**REQUIRED TASK:**
Repeat the records word for word, excluding any picture.

**DATA LINES:**

----

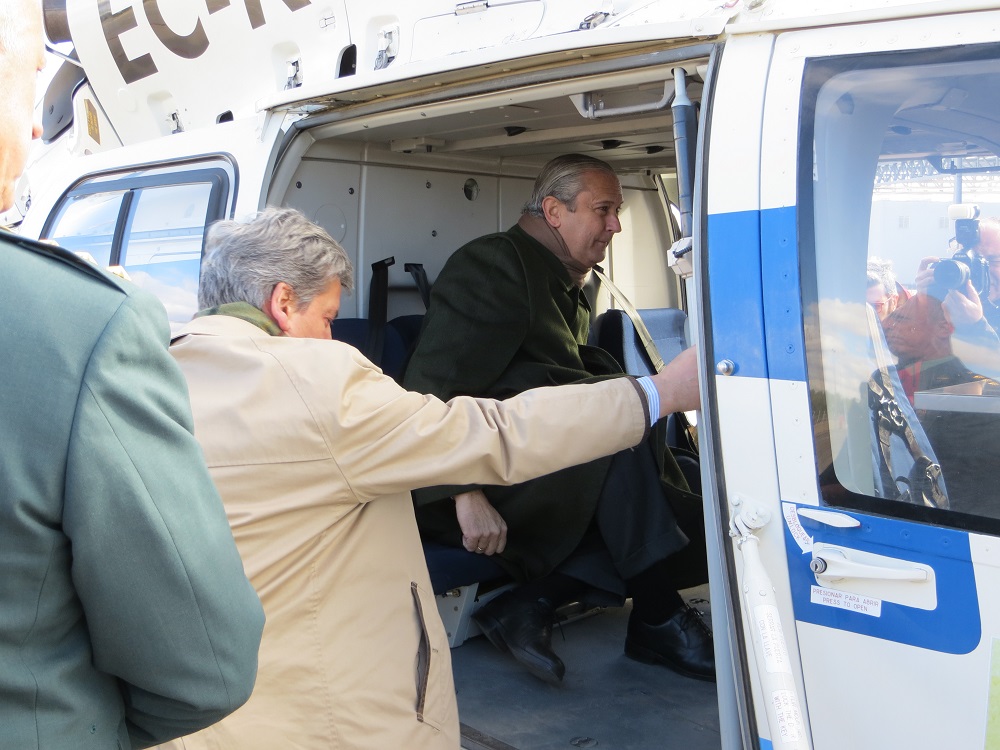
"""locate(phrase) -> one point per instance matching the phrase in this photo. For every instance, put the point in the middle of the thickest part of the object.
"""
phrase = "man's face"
(882, 302)
(914, 331)
(19, 67)
(588, 226)
(989, 248)
(313, 321)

----

**EXERCISE SOLUTION:**
"""locate(phrase) -> one point per instance matching the phrase in this photo. For every instance, put the point in the middle of the thickest part of the object.
"""
phrase = "man's face"
(882, 302)
(914, 331)
(19, 67)
(588, 226)
(989, 248)
(313, 321)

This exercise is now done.